(GIVEN EXERCISE 1)
Could you copy the entries below exactly, starting at the line containing "Mark every instance of the man's right" and continuing through the last entry?

(TEXT PASSAGE)
Hot dry desert conditions prevailed with environmental cyclicity varying from dryer to wetter conditions on a 100,000yr Milankovitch orbital eccentricity cycle of the Earth around the Sun.

During the Devonian Period, North America and Northern Europe were joined together forming Euramerica, one of the three major continental masses on the Devonian globe, with Orkney placed south of the equator. Most of Britain formed part of this landmass with mountains in the northwest and the open marine Devonian Sea covering southwest England. Between the mountains and the sea was a vast desert plain with the lowest topographic levels occupied by a large shallow fresh water lake extending from Shetland, through Orkney, Caithness, the Moray coast and across to western Norway. This shallow lake is known as Lake Orcadie. Throughout its existence the lake was fed by numerous rivers flowing from the western mountains carrying sand and mud to fill the lake depression.

Wet period
Maximum extent of lakes
Sandwick Fish Bed
Major Rivers
Dominantly drain from the western mountains
Greenland two river systems North and South draining.

Dry Period
Ephemeral Saline lakes
Some deep lakes adjacent to active faults will be permanent.

(Source records)
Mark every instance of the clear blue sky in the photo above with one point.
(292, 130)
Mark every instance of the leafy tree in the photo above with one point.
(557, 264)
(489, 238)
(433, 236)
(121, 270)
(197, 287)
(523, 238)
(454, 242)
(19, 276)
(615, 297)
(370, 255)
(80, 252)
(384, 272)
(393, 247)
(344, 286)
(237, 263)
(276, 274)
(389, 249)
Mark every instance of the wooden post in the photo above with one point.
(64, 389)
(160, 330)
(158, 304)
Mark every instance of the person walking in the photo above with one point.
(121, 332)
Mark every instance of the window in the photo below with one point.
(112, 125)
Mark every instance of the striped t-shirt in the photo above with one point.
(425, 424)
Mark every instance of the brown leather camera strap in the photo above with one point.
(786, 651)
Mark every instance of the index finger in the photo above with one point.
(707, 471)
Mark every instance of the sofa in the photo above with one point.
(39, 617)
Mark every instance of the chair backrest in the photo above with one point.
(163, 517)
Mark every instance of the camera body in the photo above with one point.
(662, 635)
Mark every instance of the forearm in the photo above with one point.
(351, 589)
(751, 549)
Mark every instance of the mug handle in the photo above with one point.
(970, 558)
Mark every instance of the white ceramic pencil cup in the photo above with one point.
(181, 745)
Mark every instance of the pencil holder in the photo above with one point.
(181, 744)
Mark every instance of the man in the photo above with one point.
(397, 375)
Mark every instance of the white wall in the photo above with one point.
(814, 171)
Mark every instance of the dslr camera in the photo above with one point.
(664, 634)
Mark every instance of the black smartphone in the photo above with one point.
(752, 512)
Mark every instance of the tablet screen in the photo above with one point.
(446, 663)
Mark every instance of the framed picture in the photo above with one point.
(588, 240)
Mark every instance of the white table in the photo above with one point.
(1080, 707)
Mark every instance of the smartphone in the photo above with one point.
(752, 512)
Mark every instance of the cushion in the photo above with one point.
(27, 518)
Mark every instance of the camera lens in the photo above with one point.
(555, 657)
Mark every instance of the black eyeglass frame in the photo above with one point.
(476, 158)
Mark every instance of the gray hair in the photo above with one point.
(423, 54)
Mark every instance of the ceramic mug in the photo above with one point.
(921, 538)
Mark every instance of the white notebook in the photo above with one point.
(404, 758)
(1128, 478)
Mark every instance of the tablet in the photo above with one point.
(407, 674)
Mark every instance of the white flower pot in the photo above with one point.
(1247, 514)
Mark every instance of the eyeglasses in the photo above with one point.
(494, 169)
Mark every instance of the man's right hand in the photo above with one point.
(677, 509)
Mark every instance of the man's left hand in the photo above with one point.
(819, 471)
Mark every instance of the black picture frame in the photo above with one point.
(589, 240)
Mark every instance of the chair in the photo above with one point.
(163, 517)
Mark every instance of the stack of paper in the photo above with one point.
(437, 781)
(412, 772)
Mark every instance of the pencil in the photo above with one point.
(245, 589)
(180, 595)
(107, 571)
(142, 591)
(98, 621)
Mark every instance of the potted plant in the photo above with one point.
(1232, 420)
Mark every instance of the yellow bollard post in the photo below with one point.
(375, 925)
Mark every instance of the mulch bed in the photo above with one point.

(GIVEN EXERCISE 2)
Can you repeat the entire passage above on Devonian Lake Orcadie word for word?

(FINAL ANSWER 1)
Mark every instance of the man's right hand in the photo above with one point.
(677, 509)
Mark every instance of the man's left hand in the photo above with one point.
(819, 471)
Mark every instance of the black picture frame in the photo above with one point.
(589, 240)
Mark every instance of the chair in the photo above with one point.
(163, 517)
Mark every instance of the stack of paper in the photo above with one point.
(437, 781)
(412, 772)
Mark every instance of the pencil in the photo above with one point.
(245, 589)
(180, 595)
(107, 571)
(142, 591)
(98, 621)
Mark every instance of the potted plant in the photo above with one point.
(1232, 420)
Mark every instance of the yellow bollard post in the photo below with one point.
(375, 925)
Mark every instance of the mulch bed in the photo above with one point.

(FINAL ANSWER 2)
Hot dry desert conditions prevailed with environmental cyclicity varying from dryer to wetter conditions on a 100,000yr Milankovitch orbital eccentricity cycle of the Earth around the Sun.

During the Devonian Period, North America and Northern Europe were joined together forming Euramerica, one of the three major continental masses on the Devonian globe, with Orkney placed south of the equator. Most of Britain formed part of this landmass with mountains in the northwest and the open marine Devonian Sea covering southwest England. Between the mountains and the sea was a vast desert plain with the lowest topographic levels occupied by a large shallow fresh water lake extending from Shetland, through Orkney, Caithness, the Moray coast and across to western Norway. This shallow lake is known as Lake Orcadie. Throughout its existence the lake was fed by numerous rivers flowing from the western mountains carrying sand and mud to fill the lake depression.

Wet period
Maximum extent of lakes
Sandwick Fish Bed
Major Rivers
Dominantly drain from the western mountains
Greenland two river systems North and South draining.

Dry Period
Ephemeral Saline lakes
Some deep lakes adjacent to active faults will be permanent.